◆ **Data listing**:
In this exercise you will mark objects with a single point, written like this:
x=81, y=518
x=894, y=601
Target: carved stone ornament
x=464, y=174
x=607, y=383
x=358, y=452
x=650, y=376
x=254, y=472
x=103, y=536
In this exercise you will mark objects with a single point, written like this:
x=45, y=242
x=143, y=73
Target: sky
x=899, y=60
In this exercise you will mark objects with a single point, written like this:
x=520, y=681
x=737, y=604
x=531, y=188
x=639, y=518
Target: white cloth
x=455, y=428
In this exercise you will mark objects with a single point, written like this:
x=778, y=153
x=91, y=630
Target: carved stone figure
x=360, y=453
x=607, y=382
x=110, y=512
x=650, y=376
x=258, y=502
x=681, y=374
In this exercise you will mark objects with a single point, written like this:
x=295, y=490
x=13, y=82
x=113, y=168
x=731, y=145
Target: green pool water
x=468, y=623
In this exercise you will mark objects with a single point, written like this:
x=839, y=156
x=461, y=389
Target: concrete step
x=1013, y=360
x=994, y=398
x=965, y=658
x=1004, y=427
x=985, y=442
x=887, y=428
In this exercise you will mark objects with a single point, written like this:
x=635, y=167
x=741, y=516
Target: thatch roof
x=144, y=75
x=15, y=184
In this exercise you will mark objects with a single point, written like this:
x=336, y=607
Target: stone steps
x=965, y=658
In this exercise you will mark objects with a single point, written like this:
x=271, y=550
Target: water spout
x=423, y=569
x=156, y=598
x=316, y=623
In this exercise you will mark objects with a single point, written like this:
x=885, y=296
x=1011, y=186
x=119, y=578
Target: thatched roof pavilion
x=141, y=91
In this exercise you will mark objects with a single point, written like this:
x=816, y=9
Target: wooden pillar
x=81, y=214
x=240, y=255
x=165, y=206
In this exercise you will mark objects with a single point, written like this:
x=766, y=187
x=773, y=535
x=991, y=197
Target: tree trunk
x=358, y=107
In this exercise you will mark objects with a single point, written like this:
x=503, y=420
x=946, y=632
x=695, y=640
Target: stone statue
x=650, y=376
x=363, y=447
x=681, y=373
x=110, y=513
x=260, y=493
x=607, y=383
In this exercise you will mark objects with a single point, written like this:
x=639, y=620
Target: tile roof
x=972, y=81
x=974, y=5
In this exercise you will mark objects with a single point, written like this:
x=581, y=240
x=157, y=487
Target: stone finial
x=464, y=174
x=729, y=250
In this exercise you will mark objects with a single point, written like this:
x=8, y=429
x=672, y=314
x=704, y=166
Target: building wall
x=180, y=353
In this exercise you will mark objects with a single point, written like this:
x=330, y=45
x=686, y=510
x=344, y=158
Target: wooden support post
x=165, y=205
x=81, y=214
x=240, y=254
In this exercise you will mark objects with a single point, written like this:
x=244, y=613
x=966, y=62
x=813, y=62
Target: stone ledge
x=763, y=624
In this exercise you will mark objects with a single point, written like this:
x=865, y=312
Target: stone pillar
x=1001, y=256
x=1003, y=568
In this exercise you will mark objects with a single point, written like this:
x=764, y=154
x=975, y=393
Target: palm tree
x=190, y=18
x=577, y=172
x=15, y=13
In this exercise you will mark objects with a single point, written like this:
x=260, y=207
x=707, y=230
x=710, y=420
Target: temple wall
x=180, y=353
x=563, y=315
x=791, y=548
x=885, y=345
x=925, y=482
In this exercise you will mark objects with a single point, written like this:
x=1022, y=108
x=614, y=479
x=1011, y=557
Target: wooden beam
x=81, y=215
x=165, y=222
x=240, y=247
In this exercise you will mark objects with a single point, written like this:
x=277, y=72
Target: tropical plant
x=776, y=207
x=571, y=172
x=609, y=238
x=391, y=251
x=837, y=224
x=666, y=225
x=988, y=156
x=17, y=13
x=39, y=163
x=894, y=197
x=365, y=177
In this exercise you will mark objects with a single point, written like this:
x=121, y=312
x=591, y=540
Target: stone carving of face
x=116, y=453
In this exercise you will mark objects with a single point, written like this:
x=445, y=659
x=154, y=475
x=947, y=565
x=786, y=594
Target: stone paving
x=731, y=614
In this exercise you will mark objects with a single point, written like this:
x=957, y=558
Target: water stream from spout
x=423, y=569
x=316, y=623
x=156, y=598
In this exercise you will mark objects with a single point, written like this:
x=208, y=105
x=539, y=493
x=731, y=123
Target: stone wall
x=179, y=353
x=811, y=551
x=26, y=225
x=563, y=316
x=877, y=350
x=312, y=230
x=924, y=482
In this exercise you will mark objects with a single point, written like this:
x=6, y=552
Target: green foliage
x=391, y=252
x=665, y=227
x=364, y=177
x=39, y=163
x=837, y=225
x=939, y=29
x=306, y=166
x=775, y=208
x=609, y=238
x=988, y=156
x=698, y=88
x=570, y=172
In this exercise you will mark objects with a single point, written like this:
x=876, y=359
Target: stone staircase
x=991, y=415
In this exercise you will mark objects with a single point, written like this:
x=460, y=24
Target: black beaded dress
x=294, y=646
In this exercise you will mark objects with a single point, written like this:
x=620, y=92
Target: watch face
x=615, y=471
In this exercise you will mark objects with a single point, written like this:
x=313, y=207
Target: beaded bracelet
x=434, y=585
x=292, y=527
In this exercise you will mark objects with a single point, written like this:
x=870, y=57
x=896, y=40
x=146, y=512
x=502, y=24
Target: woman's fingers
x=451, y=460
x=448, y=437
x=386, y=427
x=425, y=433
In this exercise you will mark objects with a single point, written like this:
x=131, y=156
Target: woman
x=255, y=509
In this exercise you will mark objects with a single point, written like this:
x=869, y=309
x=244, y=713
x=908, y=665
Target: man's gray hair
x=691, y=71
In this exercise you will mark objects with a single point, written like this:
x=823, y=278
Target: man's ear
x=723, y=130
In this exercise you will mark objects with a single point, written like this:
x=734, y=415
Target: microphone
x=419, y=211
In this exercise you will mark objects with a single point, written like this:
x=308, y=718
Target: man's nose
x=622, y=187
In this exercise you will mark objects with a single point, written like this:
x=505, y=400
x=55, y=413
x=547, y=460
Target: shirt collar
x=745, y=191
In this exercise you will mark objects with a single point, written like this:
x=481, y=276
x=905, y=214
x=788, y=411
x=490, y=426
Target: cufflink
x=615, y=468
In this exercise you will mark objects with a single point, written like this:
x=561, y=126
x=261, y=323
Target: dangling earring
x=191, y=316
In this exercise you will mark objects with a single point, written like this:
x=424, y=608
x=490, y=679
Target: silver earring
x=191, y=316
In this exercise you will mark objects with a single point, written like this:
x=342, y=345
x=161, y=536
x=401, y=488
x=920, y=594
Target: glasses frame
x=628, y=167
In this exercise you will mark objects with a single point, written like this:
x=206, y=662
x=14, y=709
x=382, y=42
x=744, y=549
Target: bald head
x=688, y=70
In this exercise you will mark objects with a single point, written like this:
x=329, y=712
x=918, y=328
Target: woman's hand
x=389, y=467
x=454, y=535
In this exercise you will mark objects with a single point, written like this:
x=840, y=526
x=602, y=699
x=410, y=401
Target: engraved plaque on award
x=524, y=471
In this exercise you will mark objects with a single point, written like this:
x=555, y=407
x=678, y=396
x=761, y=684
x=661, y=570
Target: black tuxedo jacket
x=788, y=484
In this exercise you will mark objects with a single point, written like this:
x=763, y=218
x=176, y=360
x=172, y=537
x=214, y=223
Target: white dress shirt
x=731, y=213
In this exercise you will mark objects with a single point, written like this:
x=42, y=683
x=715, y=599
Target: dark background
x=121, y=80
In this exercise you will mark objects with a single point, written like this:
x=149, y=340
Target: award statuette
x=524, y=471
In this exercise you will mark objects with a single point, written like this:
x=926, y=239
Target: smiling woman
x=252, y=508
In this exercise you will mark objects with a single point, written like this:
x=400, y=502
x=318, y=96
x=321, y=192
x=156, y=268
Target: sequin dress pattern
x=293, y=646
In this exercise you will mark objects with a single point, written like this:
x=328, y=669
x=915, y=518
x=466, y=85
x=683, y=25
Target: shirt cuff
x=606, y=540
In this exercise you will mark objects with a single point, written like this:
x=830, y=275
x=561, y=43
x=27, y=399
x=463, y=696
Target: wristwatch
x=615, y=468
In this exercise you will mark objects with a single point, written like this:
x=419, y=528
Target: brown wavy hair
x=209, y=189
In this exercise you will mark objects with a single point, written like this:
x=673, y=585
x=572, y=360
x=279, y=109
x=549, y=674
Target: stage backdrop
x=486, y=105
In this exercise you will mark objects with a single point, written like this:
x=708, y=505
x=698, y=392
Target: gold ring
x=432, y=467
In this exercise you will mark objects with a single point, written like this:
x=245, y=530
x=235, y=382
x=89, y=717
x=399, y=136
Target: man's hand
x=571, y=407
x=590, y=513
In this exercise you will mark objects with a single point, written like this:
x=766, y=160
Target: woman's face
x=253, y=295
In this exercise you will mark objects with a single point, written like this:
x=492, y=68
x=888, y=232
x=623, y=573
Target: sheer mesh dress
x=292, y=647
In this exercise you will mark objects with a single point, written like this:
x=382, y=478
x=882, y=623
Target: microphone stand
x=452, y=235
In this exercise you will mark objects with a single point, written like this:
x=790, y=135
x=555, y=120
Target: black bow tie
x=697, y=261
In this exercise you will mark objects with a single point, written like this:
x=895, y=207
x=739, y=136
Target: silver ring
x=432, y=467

◆ **The request**: Express the lines running from the start of the records through the line that contains "x=899, y=60" as a JSON list of strings, one string per line. Leave out blank lines.

◆ **Task answer**:
[
  "In this exercise you will mark objects with a single point, written like this:",
  "x=81, y=518",
  "x=894, y=601",
  "Target: carved stone ornament",
  "x=464, y=174",
  "x=607, y=383",
  "x=358, y=452",
  "x=650, y=376",
  "x=254, y=472",
  "x=103, y=536",
  "In this exercise you will mark objects with a single point, written like this:",
  "x=45, y=242",
  "x=143, y=73",
  "Target: sky",
  "x=899, y=60"
]